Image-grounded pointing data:
_____

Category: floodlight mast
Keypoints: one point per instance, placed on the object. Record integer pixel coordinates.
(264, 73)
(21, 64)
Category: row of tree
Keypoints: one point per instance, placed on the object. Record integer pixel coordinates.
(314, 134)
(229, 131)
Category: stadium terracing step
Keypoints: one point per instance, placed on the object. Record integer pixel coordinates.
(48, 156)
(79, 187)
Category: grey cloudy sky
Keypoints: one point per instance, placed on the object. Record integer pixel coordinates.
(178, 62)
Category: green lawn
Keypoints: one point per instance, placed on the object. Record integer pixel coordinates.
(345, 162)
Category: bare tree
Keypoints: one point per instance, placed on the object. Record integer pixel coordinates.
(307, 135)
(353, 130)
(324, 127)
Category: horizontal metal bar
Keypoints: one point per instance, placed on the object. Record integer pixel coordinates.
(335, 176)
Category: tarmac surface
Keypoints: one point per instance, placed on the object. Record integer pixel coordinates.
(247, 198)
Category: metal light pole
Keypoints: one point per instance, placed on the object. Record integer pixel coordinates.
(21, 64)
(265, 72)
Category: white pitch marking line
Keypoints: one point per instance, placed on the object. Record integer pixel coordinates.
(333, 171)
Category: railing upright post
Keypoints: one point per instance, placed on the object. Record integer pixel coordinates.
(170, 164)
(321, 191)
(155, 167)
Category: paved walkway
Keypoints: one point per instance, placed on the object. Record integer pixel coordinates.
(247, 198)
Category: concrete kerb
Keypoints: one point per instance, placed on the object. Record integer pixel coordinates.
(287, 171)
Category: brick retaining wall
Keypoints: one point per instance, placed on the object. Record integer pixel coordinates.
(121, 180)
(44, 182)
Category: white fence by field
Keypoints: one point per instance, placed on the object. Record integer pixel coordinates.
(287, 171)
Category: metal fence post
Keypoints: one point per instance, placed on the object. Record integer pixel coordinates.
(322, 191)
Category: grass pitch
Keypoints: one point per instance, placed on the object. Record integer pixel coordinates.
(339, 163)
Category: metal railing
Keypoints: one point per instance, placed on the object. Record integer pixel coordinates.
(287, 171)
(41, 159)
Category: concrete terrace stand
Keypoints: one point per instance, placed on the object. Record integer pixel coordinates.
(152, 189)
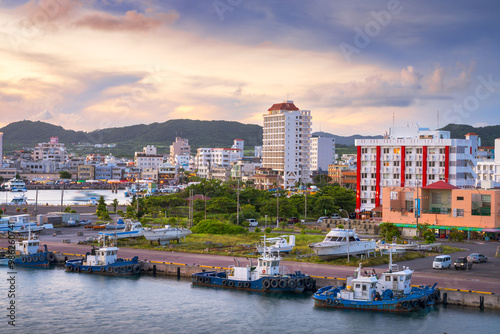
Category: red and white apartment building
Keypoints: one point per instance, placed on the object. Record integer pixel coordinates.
(411, 157)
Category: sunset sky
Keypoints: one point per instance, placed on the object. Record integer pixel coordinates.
(88, 65)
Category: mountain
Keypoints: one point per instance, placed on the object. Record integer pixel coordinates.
(344, 140)
(199, 133)
(488, 134)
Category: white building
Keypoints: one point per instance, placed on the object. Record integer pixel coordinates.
(179, 147)
(322, 153)
(53, 150)
(148, 159)
(410, 157)
(488, 170)
(287, 143)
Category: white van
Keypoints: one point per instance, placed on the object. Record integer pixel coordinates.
(441, 262)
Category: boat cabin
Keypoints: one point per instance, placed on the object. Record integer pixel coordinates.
(27, 247)
(101, 256)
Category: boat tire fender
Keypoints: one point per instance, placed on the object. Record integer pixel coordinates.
(136, 268)
(51, 257)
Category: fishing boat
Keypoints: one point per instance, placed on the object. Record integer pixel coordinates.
(27, 253)
(104, 260)
(15, 185)
(392, 292)
(166, 234)
(340, 242)
(278, 244)
(131, 230)
(267, 276)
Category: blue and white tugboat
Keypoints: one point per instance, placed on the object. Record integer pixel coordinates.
(267, 276)
(392, 292)
(27, 253)
(103, 260)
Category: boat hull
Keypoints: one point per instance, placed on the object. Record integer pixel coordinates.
(40, 259)
(418, 299)
(121, 267)
(289, 283)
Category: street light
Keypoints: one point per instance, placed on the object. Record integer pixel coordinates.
(348, 232)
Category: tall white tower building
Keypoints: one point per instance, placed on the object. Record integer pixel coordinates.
(287, 143)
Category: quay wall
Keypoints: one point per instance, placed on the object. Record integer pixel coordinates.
(448, 296)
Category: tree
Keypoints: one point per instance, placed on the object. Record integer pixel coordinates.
(64, 174)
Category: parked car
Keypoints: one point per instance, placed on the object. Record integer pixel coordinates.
(253, 222)
(477, 257)
(441, 262)
(462, 263)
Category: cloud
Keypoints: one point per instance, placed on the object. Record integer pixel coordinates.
(132, 21)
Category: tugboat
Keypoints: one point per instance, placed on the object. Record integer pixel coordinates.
(392, 292)
(103, 260)
(27, 253)
(267, 276)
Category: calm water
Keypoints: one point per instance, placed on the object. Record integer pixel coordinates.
(54, 301)
(70, 197)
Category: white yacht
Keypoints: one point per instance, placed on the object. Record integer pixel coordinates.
(166, 234)
(15, 185)
(337, 244)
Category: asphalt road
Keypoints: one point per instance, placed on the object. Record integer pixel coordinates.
(482, 276)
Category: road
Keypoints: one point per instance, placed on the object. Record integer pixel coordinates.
(483, 276)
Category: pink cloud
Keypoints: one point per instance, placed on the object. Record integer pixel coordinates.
(131, 21)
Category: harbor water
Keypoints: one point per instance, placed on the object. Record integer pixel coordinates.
(54, 301)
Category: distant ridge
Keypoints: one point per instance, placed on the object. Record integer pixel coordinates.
(200, 134)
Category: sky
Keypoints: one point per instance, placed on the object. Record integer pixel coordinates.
(359, 66)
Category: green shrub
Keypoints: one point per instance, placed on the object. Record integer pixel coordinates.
(211, 226)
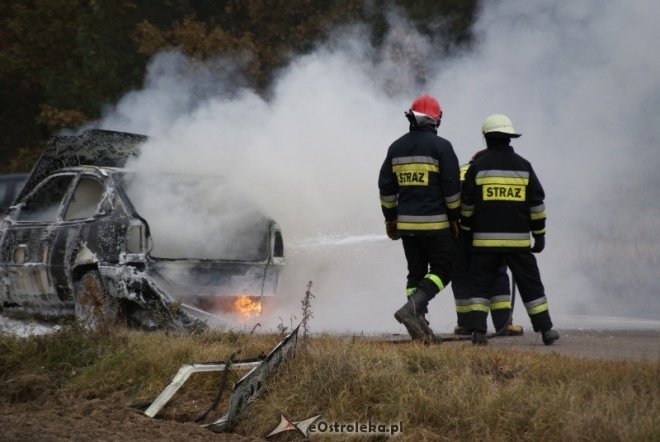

_____

• **TASK TO COMPLETE**
Word for word, repeat the data above with the pictures left out.

• **SOLUTION TO THIS TASK**
Category: floodlight mast
Keypoints: one point per instance, placed on the object. Record integer pixel coordinates.
(264, 73)
(21, 64)
Category: row of tree
Keypoints: one point per instance, placed on the object. Record integer pixel coordinates.
(314, 134)
(229, 131)
Category: stadium terracing step
Keypoints: one point per instance, placed on the object. Record integer pixel coordinates.
(48, 156)
(79, 187)
Category: grey cloudy sky
Keypoints: one point per instance, placed on the object. Record integer pixel coordinates.
(178, 62)
Category: green lawn
Keypoints: one point per instance, placed on the object. Record integer pixel coordinates.
(345, 162)
Category: bare tree
Keypoints: one point per instance, placed on the object. Record integer pixel coordinates.
(307, 135)
(353, 130)
(324, 127)
Category: horizontal metal bar
Keypoints: one point per instance, placed on the object. Record integer pixel coordinates.
(335, 176)
Category: tarmac surface
Keypoints: one point per instance, placed on the object. Record integer pixel coordinates.
(247, 198)
Category: metal light pole
Keypoints: one point per instance, placed on the object. Record integer pixel coordinates.
(21, 64)
(265, 72)
Category: white pitch marking line
Keypoints: one point per instance, placed on the object. Record integer pixel coordinates.
(333, 171)
Category: railing upright post
Keypoints: one point per instance, placed on the object. Record integer pixel coordinates.
(170, 164)
(321, 191)
(155, 167)
Category: paved walkway
Keypoints: one point per instance, placed on the object. Record integer pixel coordinates.
(247, 198)
Category: concrete kerb
Keypoints: one point per instance, placed on the object. Record integer pixel coordinates.
(287, 171)
Category: brick retaining wall
Keypoints: one point per instance, placed on the object. Record integer pixel coordinates.
(121, 180)
(44, 182)
Category: white fence by field
Keypoints: one point per instance, placed on the object. Record integer pixel coordinates.
(287, 171)
Category: metal fence post
Keypoints: one point per instance, placed on the object. Record integer pixel coordinates.
(322, 191)
Category: grass pitch
Keypoints: one point per instance, placed on the object. Record integer pixel coordinates.
(339, 163)
Category: metal railing
Keypoints: one point per instance, placed on the object. Record integer pixel coordinates.
(287, 171)
(41, 159)
Category: concrete terrace stand
Keypoints: one point per instance, placed on the object. Record integer pixel coordinates.
(152, 189)
Category: red and white apartment building
Keypoints: one point per instance, placed on the object. Record integer pixel coordinates.
(411, 157)
Category: sunset sky
Keypoints: one point per instance, placed on the object. Record integer pixel coordinates.
(88, 65)
Category: mountain
Keypoints: one point per instance, placed on the object. Record integer pixel coordinates.
(344, 140)
(199, 133)
(488, 134)
Category: white building
Keypoints: one point per instance, placed on the object. Record integer pixel coordinates.
(179, 147)
(322, 153)
(53, 150)
(148, 159)
(410, 157)
(488, 170)
(287, 143)
Category: white van
Keypoints: one point per instance, placed on the object. Record integer pixel coordinates.
(441, 262)
Category: boat cabin
Keypoints: one point per instance, placed on the object. Record integer pixel coordinates.
(27, 247)
(101, 256)
Category: boat tire fender
Keypoints: one point per instance, placed on the object. Record integer pixel coordinates.
(136, 268)
(51, 257)
Category: fishing boat
Keypoints: one point per instance, placed on the object. Record integer pixel coordinates.
(27, 253)
(104, 260)
(15, 185)
(392, 292)
(166, 234)
(340, 242)
(278, 244)
(131, 230)
(267, 276)
Category: blue and white tugboat
Keypoints: one point per instance, placed on the object. Record integer pixel coordinates.
(267, 276)
(392, 292)
(27, 253)
(103, 260)
Category: boat hull
Keypoints: one point per instance, placed on the object. Record integer pixel coordinates.
(40, 259)
(418, 299)
(121, 267)
(289, 283)
Category: street light
Keypoints: one point per instance, placed on the object. Record integer pixel coordinates.
(348, 232)
Category: tall white tower building
Keypoints: one point per instance, placed on the object. Record integer pixel coordinates.
(287, 143)
Category: quay wall
Keypoints: one point per instance, placed on the object. Record integer pixel coordinates.
(448, 296)
Category: tree
Keypoints: one point per instance, placed on the object. Record integer pixel coordinates.
(64, 174)
Category: parked car
Keypoints: one point per instance, placed on the object. Record integer pixel coordinates.
(253, 222)
(477, 257)
(441, 262)
(462, 263)
Category: cloud
Keypoints: one point per instance, placed on the object. Record integer pixel coordinates.
(132, 21)
Category: tugboat
Keypoints: one point per instance, placed on the object. Record integer pixel coordinates.
(392, 292)
(103, 260)
(27, 253)
(267, 276)
Category: calm water
Keypoints: one point per instance, placed on the object. Record integer pixel coordinates.
(54, 301)
(70, 197)
Category: white yacht
Keypoints: one point per instance, placed on the object. Record integer pixel coordinates.
(166, 234)
(15, 185)
(337, 244)
Category: asphalt road
Keypoints: one point per instance, placed on the object. Record integer pixel coordinates.
(482, 276)
Category: road
Keypoints: one point per instance, placed on the object. Record integer pixel coordinates.
(483, 276)
Category: pink cloud
Keypoints: one point per instance, placed on the object. Record integer pixel coordinates.
(131, 21)
Category: harbor water
Keypoints: one point per instance, placed on the object. Record integer pixel coordinates.
(54, 301)
Category: distant ridge
Keypoints: one point per instance, placed on the object. Record integer pixel coordinates.
(200, 134)
Category: sky
Keypoints: one point per instance, placed on the object. Record integer pixel coordinates.
(359, 66)
Category: green shrub
Keypoints: one point per instance, placed on the object. Record integer pixel coordinates.
(211, 226)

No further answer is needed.